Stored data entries
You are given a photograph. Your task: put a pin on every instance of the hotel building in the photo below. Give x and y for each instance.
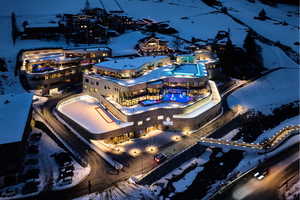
(138, 95)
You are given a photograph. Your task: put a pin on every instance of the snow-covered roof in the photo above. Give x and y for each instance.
(127, 63)
(14, 109)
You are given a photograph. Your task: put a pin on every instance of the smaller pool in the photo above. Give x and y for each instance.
(181, 98)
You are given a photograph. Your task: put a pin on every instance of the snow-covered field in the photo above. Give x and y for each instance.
(202, 22)
(273, 90)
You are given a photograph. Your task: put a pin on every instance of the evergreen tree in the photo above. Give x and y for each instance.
(87, 8)
(262, 14)
(249, 44)
(224, 10)
(177, 42)
(229, 54)
(193, 40)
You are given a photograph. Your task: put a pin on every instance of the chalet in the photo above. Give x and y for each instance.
(153, 46)
(81, 21)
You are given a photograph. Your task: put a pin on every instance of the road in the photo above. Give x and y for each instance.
(100, 169)
(282, 167)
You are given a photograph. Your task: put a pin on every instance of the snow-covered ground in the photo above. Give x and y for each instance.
(202, 22)
(273, 90)
(129, 190)
(49, 169)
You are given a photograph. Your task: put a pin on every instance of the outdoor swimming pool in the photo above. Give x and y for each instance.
(181, 98)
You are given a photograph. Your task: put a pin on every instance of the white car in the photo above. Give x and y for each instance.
(65, 181)
(10, 192)
(68, 164)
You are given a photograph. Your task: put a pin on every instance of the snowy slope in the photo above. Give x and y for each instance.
(277, 88)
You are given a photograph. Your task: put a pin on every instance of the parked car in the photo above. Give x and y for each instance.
(33, 149)
(261, 173)
(33, 181)
(28, 188)
(68, 168)
(68, 164)
(32, 173)
(160, 157)
(62, 157)
(65, 181)
(10, 192)
(32, 161)
(36, 136)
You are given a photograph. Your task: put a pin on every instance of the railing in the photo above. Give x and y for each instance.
(63, 142)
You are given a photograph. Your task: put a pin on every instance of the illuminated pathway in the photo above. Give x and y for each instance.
(269, 145)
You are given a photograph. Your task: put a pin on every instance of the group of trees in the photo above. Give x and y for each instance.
(255, 123)
(242, 63)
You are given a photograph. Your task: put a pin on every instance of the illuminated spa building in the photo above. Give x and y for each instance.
(149, 93)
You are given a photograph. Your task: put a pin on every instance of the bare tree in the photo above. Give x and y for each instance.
(177, 42)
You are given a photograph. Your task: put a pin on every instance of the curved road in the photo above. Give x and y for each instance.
(282, 167)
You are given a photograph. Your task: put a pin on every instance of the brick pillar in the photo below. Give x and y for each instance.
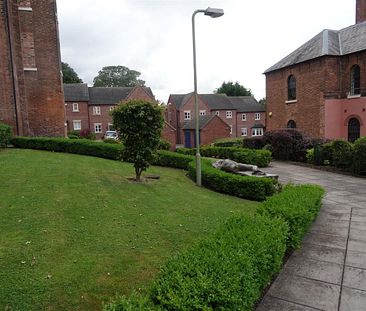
(360, 11)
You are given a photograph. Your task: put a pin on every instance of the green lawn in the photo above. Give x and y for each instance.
(75, 232)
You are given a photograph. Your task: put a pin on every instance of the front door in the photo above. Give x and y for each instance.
(353, 129)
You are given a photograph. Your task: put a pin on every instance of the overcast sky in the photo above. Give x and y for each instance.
(154, 37)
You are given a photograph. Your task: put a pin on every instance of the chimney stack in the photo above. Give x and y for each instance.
(360, 11)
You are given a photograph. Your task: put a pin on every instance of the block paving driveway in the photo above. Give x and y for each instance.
(329, 271)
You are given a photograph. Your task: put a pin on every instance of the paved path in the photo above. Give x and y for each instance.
(329, 271)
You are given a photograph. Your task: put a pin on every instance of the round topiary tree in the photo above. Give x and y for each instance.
(140, 124)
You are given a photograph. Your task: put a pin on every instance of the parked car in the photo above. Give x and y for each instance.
(110, 135)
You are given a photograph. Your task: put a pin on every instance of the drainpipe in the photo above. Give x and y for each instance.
(6, 7)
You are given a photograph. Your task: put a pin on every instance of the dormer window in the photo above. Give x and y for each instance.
(291, 88)
(355, 81)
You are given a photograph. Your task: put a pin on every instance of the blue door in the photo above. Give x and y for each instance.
(187, 139)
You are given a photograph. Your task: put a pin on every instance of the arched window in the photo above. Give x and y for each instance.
(291, 124)
(355, 80)
(353, 129)
(291, 88)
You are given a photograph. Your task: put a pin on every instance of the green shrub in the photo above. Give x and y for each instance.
(172, 159)
(78, 146)
(298, 206)
(229, 142)
(251, 188)
(5, 135)
(261, 158)
(359, 156)
(227, 271)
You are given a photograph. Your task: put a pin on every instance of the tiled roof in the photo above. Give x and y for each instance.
(76, 92)
(246, 104)
(328, 42)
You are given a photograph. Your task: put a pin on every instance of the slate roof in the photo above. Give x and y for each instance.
(328, 42)
(203, 121)
(246, 104)
(76, 92)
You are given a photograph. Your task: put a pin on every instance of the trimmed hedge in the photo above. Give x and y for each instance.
(298, 206)
(261, 158)
(5, 135)
(78, 146)
(251, 188)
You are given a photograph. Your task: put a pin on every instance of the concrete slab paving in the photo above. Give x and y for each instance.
(328, 272)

▶ [Assignment]
The records need to be restated word for word, minus any images.

▶ [Output]
You are given a photograph. Your task: put a pin on every instance of the hotel building in the photo below. Give x and y for each instance.
(138, 95)
You are given a photograph. Your task: put a pin on every instance of the snow-covered roof in the photo above. Give x and y for each instance.
(127, 63)
(14, 109)
You are given a photograph. Your task: put a pin on every instance of the smaller pool in the photo above. Give x and y for each instance.
(181, 98)
You are given a photograph. Your task: put a pin on every instance of the snow-covered field in the photo above. Give x and y for each instance.
(202, 22)
(273, 90)
You are given a photograph. Your task: put a pin on every instance of the evergreen tree in the photo above. Give x and y for each instance.
(87, 8)
(262, 14)
(249, 44)
(224, 10)
(177, 42)
(229, 54)
(193, 40)
You are given a photograph. Your task: put a pin on every instance of the chalet in the photo above. Give x and y for each instance.
(153, 46)
(81, 21)
You are given a photograph. Your task: put a pin on every instance of the road in the photo above. Give x and y for each instance.
(100, 169)
(282, 167)
You are given a photograph. Your task: put a pin on every instance of the snow-covered ground in the photo above. Give x and y for each instance.
(202, 22)
(273, 90)
(129, 190)
(49, 169)
You are given a photograph. Your task: put a pin on every instance of the outdoor swimming pool in the photo above. Give x and y for each instance.
(181, 98)
You are given a photograph. Your task: put a pin on every instance of the white car in the photo above. Give x and y for each instance.
(65, 181)
(10, 192)
(68, 164)
You are given a photograph. Your task: put a pin on every instance of the snowy slope in the photo above. Give x and y for each instance.
(277, 88)
You are given a photograph. Your task: put a pin on every instance of the parked car in the photo above. Give x and y for each instance.
(33, 149)
(261, 173)
(33, 181)
(28, 188)
(68, 168)
(68, 164)
(32, 173)
(160, 157)
(62, 157)
(65, 181)
(10, 192)
(32, 161)
(36, 136)
You are given a photograph. Your task: put a pin on every instance of the railing in the photo above. Give x and y for each instance.
(63, 142)
You are given a photograph. Your task: put a pin on every instance of the illuminated pathway in the photo above. Give x and y for each instance.
(269, 145)
You are given a photograph. Your task: put a pin on every instance of the group of trees in the photo above. Give x and y for each instance.
(255, 123)
(242, 63)
You are given a photograph. Your task: put a pin on every instance of the illuminated spa building in the photo above. Give x and y for each instance.
(149, 93)
You are given a photograph. Your task: put a pin on every instance of the bare tree in the photo above. Give x and y for each instance.
(177, 42)
You are given a photograph. Your task: put a pin on every instance of the curved road in the photo above. Give x and y for each instance.
(282, 167)
You are given a photograph. Your task: put a pin on every instance of the brick pillar in the photo below. Give x and y for each instance.
(360, 11)
You are given a photograph. Your task: put a pin on every instance of the green lawn in the photo above. Give x and y for each instance.
(75, 232)
You are given a photograph. Your task: put a pin on every instance of the front door in the photo above. Give x and y for each instance.
(353, 129)
You are given a photograph. Your task: put a pin on every instance of the overcast sky in the photo above. Give x and y for each instance.
(154, 37)
You are given a photograph. Your task: put a pin on every instance of the chimney stack in the photo above. Give x and y for each instance.
(360, 11)
You are given a photograph. Your task: put a pin on every instance of the block paving driveway in the photo above. Give x and y for each instance.
(329, 271)
You are given a photograph. Your task: put a pin on every instance of the paved path in the photo above. Give x and y for each instance.
(329, 271)
You are given a photograph. Your task: put a pin on every instance of the round topiary tree in the photo above. Give x and y for each instance.
(140, 124)
You are given a photograph. Your task: put a pin on every instance of the parked car in the photo above. Give x and y for each instance.
(110, 135)
You are given a photograph. Your task: put a pin on every instance of the drainpipe in the photo above. Give x and y for each instance.
(6, 7)
You are given a photograph. Your task: put a pin on every instance of the dormer window in the photo above. Give x and y for each instance.
(291, 88)
(355, 81)
You are given a photograph. Your task: put a pin on every instance of the blue door in the photo above. Give x and y for each instance.
(187, 139)
You are given a photograph. Your task: put a pin on every instance of the arched window in the photo above. Give x and y for each instance.
(291, 124)
(355, 80)
(353, 129)
(291, 88)
You are given a photograph. Your task: put a pin on every instance of the green shrub in the photo above. Give x and y for each instance.
(172, 159)
(78, 146)
(298, 206)
(229, 142)
(251, 188)
(5, 135)
(261, 158)
(359, 156)
(227, 271)
You are given a photograph. Your task: put a pin on every instance of the tiled roof in the photo above. Give x and y for each instance.
(76, 92)
(246, 104)
(328, 42)
You are given a photograph. Your task: put a pin on every instance of the slate roof in the photo above. Give x and y for each instance.
(328, 42)
(203, 121)
(246, 104)
(76, 92)
You are given a photograph. Your task: put a pin on every instance of the trimmed hedge in the photo above. Give x and y for each instance.
(298, 206)
(261, 158)
(5, 135)
(78, 146)
(251, 188)
You are given a photograph. Your task: put a pin on every instance of the concrete slab paving in the photo above. Give x and y for each instance.
(328, 272)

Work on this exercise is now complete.